## [Short exercise]
Make an exact copy of all the entries, but do not reproduce the pictures.

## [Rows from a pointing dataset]
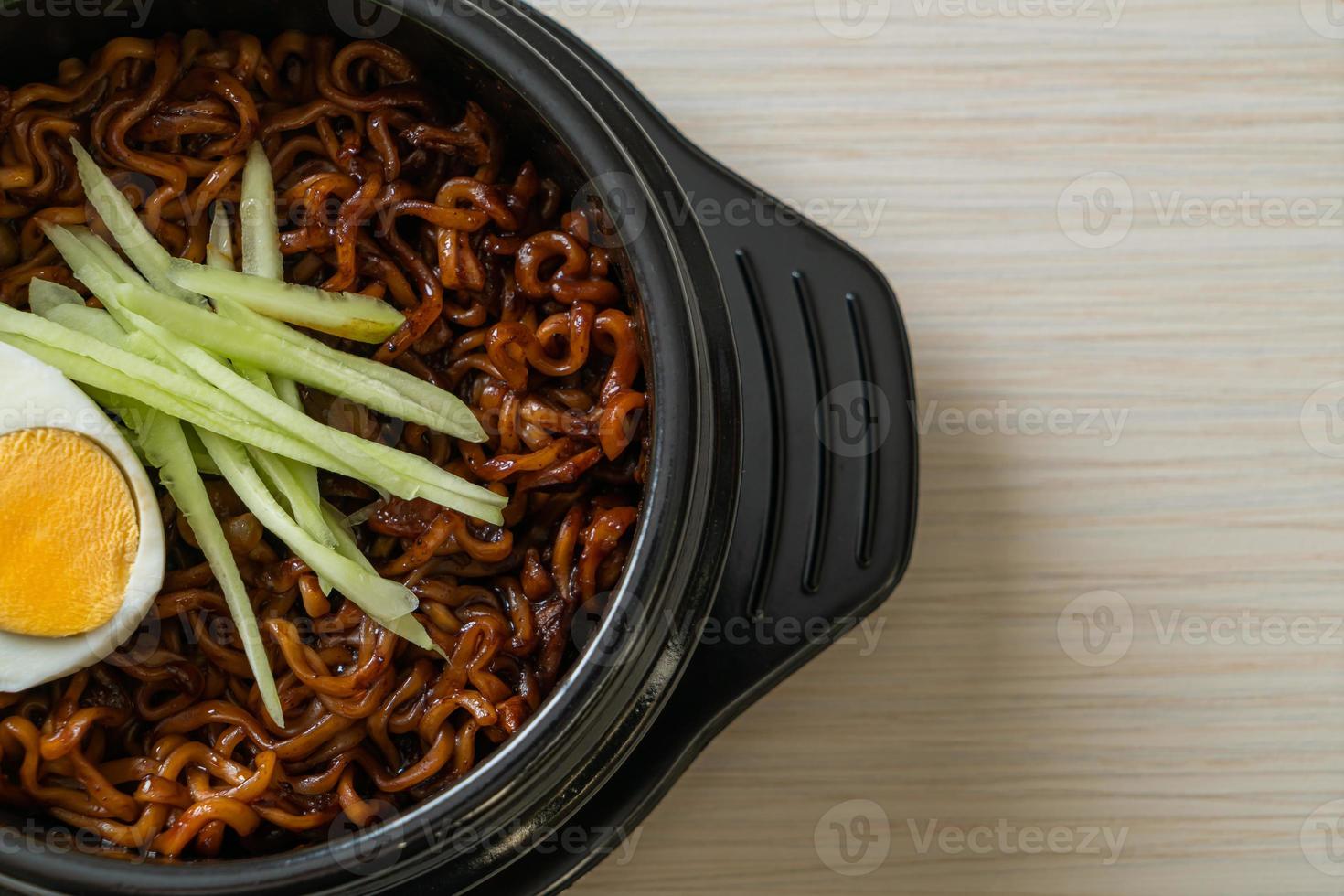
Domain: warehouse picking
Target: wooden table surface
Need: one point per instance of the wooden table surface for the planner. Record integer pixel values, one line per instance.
(1115, 663)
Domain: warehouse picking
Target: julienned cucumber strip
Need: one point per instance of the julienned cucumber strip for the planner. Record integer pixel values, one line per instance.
(117, 214)
(43, 295)
(379, 597)
(91, 321)
(377, 386)
(266, 349)
(260, 203)
(405, 475)
(406, 626)
(400, 473)
(165, 446)
(377, 463)
(296, 483)
(91, 372)
(346, 315)
(257, 214)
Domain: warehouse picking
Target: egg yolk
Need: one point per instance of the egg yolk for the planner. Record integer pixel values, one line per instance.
(69, 534)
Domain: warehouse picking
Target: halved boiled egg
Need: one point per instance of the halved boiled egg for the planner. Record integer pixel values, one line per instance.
(80, 539)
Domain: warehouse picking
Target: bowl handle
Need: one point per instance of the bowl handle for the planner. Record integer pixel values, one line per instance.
(827, 511)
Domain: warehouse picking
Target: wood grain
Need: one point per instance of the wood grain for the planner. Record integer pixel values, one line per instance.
(1211, 506)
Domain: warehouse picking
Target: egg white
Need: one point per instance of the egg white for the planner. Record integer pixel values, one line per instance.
(39, 395)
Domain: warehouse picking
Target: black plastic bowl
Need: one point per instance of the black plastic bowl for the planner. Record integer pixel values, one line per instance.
(750, 331)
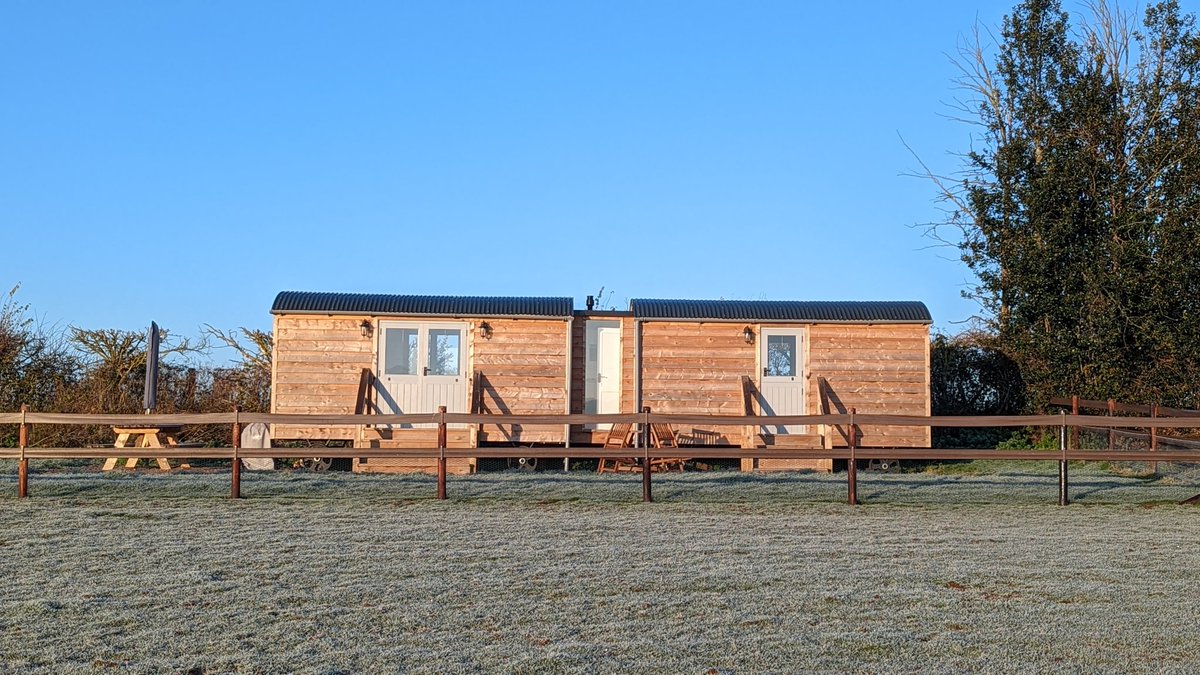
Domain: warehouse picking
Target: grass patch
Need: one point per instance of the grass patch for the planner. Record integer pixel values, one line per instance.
(570, 573)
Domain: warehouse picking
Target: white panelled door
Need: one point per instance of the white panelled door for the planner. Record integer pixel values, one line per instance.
(781, 353)
(601, 381)
(421, 366)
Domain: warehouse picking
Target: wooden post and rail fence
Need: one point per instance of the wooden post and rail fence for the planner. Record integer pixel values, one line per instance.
(850, 422)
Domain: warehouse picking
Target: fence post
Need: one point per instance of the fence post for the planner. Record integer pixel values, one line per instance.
(852, 466)
(235, 481)
(1074, 429)
(1063, 497)
(23, 465)
(1153, 437)
(1113, 436)
(442, 452)
(643, 437)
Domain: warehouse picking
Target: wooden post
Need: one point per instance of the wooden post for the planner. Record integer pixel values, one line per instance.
(852, 466)
(23, 465)
(235, 481)
(442, 452)
(1074, 429)
(1063, 496)
(1153, 437)
(643, 438)
(1113, 436)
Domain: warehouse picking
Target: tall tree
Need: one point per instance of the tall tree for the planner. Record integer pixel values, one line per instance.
(1077, 208)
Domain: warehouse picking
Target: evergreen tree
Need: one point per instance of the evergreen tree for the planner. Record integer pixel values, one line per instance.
(1078, 209)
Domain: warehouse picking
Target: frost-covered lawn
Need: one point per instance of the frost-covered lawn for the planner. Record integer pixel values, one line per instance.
(573, 573)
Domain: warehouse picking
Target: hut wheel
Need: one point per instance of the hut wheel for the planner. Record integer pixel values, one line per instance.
(316, 464)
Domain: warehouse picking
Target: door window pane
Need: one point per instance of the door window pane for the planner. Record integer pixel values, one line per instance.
(781, 356)
(444, 347)
(400, 351)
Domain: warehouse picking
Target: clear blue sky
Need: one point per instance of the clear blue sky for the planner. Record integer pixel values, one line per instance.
(185, 161)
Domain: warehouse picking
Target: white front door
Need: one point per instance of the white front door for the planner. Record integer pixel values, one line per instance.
(421, 368)
(781, 356)
(601, 381)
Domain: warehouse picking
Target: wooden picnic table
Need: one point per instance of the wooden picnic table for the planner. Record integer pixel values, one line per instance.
(144, 437)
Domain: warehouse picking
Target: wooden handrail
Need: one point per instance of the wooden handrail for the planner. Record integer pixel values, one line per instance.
(585, 453)
(1133, 408)
(863, 419)
(361, 401)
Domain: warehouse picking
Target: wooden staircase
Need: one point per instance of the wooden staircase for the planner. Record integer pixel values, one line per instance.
(754, 437)
(425, 437)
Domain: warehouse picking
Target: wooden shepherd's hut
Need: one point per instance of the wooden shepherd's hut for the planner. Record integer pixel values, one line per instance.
(376, 353)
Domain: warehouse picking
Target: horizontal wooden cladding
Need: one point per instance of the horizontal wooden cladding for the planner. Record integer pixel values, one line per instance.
(315, 370)
(505, 434)
(325, 345)
(346, 336)
(300, 322)
(867, 332)
(298, 383)
(695, 368)
(915, 342)
(523, 368)
(360, 359)
(535, 333)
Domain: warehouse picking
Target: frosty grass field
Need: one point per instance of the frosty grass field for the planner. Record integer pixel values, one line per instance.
(334, 573)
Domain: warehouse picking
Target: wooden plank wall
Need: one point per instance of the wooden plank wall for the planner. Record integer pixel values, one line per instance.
(875, 369)
(525, 364)
(316, 370)
(696, 368)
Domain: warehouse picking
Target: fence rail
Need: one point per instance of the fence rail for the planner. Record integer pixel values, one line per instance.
(862, 419)
(234, 453)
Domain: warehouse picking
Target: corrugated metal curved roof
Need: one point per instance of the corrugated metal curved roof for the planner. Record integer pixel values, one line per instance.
(889, 311)
(378, 304)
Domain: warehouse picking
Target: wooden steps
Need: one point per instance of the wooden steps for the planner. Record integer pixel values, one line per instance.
(786, 441)
(412, 438)
(455, 466)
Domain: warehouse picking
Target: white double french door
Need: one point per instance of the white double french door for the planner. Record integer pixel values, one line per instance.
(421, 366)
(783, 383)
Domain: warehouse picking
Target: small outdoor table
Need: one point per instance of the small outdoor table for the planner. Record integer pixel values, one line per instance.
(144, 437)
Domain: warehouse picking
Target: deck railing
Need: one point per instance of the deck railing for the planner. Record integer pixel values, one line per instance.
(235, 419)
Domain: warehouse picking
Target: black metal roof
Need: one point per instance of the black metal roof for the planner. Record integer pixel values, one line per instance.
(891, 311)
(377, 304)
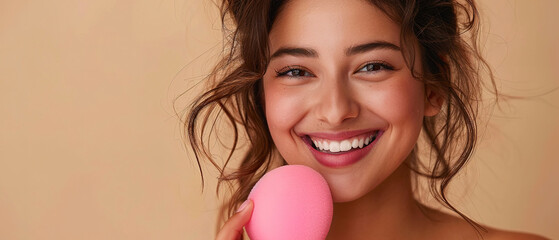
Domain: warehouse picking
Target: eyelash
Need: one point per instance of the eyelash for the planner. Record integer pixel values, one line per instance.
(381, 64)
(285, 71)
(377, 66)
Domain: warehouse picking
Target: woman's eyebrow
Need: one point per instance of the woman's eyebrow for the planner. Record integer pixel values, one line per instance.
(309, 52)
(371, 46)
(295, 51)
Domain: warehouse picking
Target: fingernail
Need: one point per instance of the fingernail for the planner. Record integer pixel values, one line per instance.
(243, 206)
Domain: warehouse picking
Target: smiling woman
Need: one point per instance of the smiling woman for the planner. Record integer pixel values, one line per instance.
(347, 88)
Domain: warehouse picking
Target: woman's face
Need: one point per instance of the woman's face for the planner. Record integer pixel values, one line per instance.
(338, 94)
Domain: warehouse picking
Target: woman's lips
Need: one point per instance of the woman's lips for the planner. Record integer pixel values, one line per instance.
(342, 158)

## [Result]
Domain: warehouse picking
Target: wooden table surface
Need: one point per instance of the wooden table surface for the planner. Record integer pixel values, one line per instance.
(1115, 663)
Domain: warehouse picking
Target: julienned cucumber strip
Need: one point per instance of the julienned cucumber strip for the planner. Record integer pixel values, one line per instance.
(117, 214)
(43, 295)
(379, 597)
(91, 321)
(377, 386)
(266, 349)
(260, 203)
(405, 475)
(406, 626)
(400, 473)
(165, 446)
(377, 463)
(296, 483)
(91, 372)
(346, 315)
(257, 214)
Domain: warehouse picking
Target: egg yolk
Need: one point per instance of the egg yolk for the planner. Record integer pixel values, one line per instance.
(69, 534)
Domain: warehouse picking
Target: halved boiled egg
Need: one point per instance of the halved boiled egg for the planner. Record integer pixel values, one line per instance.
(80, 539)
Domain: warehouse picking
Target: bowl handle
Need: one point per instance of the bowl handle for the planner. Record integer pixel values, one line per instance.
(827, 511)
Domain: warehouse picking
Target: wood grain
Need: one point per instance of the wood grain for the planner. Record integer pixel values, one line per instance.
(1211, 506)
Domain: warehouse picking
Target: egg white
Need: one point per instance of the egg white for the planner. Record integer pixel values, one line per instance.
(39, 395)
Domain: warehouse picking
Target: black plastic bowl
Need: one point per instance of the black plastic bowl for the planner. Record integer pixel values, one line per instance.
(750, 331)
Domain: warehouse picking
Target: grass patch
Need: one point per instance of the grass patch for the planner. Record integer pixel values, one line per instance.
(570, 573)
Domain: warehouse picking
Target: white panelled door
Need: one point per instance of the white panelled door for the planner. Record integer pixel values, one line per instance.
(781, 353)
(601, 381)
(421, 366)
Domain: warehouse picking
Target: wooden post and rail fence
Need: one point per instance of the wooden post and rail fence for the planner. Record integer pixel values, one line per instance.
(850, 422)
Domain: warehouse picking
Target: fence post
Need: one point per instance of the fence post for the planner. Record integer pixel values, one line per instance.
(852, 466)
(235, 481)
(1074, 429)
(1063, 497)
(23, 465)
(1153, 437)
(1113, 436)
(442, 452)
(643, 437)
Domain: warehouse picking
Target: wooden post
Need: one point per instance of the wooden post for the planner. Record integer pixel values, one line per instance.
(852, 466)
(23, 465)
(235, 481)
(442, 452)
(1074, 429)
(1063, 496)
(1153, 437)
(643, 438)
(1113, 436)
Domain: warehouse picking
Target: tall tree
Need: one point per instance of the tall tree for the planner. Record integer pixel values, one line per instance.
(1077, 208)
Domain: warehouse picking
Target: evergreen tree
Need: one point per instance of the evergreen tree for the planner. Record integer pixel values, one line per instance.
(1078, 209)
Domain: warehouse picking
Target: frost-covered lawn
Need: one point per instance of the frost-covered lawn for the planner. Record integer pixel values, one line per instance.
(573, 573)
Domain: warehouse picking
Target: hut wheel
Need: one point per instance of the hut wheel for the planner. Record integer pixel values, one line per instance.
(316, 464)
Domain: warehouse picking
Target: door window pane
Need: one point per instance of the door window pane for the planner. Record integer pixel values, one line per instance.
(781, 356)
(444, 347)
(400, 351)
Domain: warehouse picking
Target: clear blue sky
Need: one point per instance of the clear blue sky for the planner. Record integer pixel values, one line per instance.
(185, 161)
Domain: warehouse picking
Target: white front door
Need: one point per instance of the white front door for the planner. Record integer pixel values, one line per instance.
(421, 368)
(781, 356)
(601, 381)
Domain: warehouse picking
Target: wooden picnic table
Need: one point per instance of the wooden picnic table for the planner. Record integer pixel values, one line per instance.
(144, 437)
Domain: warehouse picking
Target: wooden handrail
Need: one point per instance of the wooden handrail for the planner. Record integer pixel values, one line per instance.
(585, 453)
(1133, 408)
(863, 419)
(361, 401)
Domain: warehouse picking
Target: wooden staircase
Need: one point per instance of the wooden staircase for the planner. Record integer pixel values, one line per instance.
(754, 437)
(425, 437)
Domain: warehouse picking
Target: wooden shepherd's hut
Need: one point per instance of the wooden shepherd's hut for the planner. Record integer pixel values, one line per instance.
(376, 353)
Domain: warehouse picking
Target: horizontal wooden cladding
Need: one point per instance of the horizontal wooden cladding for the planner. Record integer pixel values, one line per instance.
(315, 370)
(505, 434)
(325, 345)
(346, 336)
(300, 322)
(867, 332)
(298, 383)
(695, 368)
(915, 342)
(523, 368)
(360, 359)
(535, 333)
Domain: warehouse picking
Target: frosty grass field
Need: one point per instance of the frosty grass field for the planner. Record integer pixel values, one line per instance.
(334, 573)
Domain: warehouse picking
Target: wooden plank wall
Need: one point per instance of the wooden plank wall for the planner. Record integer pixel values, one line per instance.
(875, 369)
(525, 364)
(316, 370)
(696, 368)
Domain: warehouse picking
Target: fence rail
Need: one point per instance of the fence rail for the planner. Record integer pixel values, one line per instance.
(862, 419)
(234, 453)
Domain: warehouse picking
Target: corrugated metal curved roof
Need: one point per instance of the corrugated metal curved roof for the planner. Record integer pixel values, one line per instance.
(889, 311)
(378, 304)
Domain: warehouse picking
Target: wooden steps
Need: one point per instance of the wooden steps for the planner. Record integer pixel values, one line per instance.
(786, 441)
(412, 438)
(455, 466)
Domain: warehouse picking
Target: white double french door
Need: one point per instance of the white double french door for the planner. Record integer pixel values, one line per instance.
(421, 366)
(783, 383)
Domain: warehouse picking
Target: small outdoor table
Need: one point per instance of the small outdoor table for the planner. Record integer pixel values, one line per instance.
(144, 437)
Domain: warehouse picking
Target: deck railing
Need: one point per instance of the deck railing for the planner. Record integer pixel values, one line per instance.
(235, 419)
Domain: warehouse picking
Target: black metal roof
Need: one point per instance of the black metal roof for the planner. Record integer pixel values, one line per instance.
(891, 311)
(377, 304)
Domain: warehouse picking
Target: eyelash
Need: one point per instance of the eyelash for the planner. Record integer pixel values, one line per instance.
(381, 64)
(285, 71)
(377, 66)
Domain: warehouse picking
Target: woman's eyebrow
Need: one point per instance of the woman's eyebrow for the planner. Record integer pixel values, one line per instance.
(309, 52)
(371, 46)
(295, 51)
Domain: warehouse picking
Target: fingernail
Need: one point per instance of the fingernail for the planner. Record integer pixel values, one line per instance.
(243, 206)
Domain: warehouse picking
Target: smiling woman
Need: one point per instance of the smiling woman for the planner. Record integer pixel values, one line per instance.
(347, 88)
Domain: warehouse picking
Target: woman's face
Need: one point per instance of the woman's face for the planner. Record integer pixel values, one line per instance.
(338, 94)
Domain: warehouse picking
Target: woman's lips
Need: one point per instance of the woman's lips for the planner. Record integer pixel values, one line per instance.
(342, 158)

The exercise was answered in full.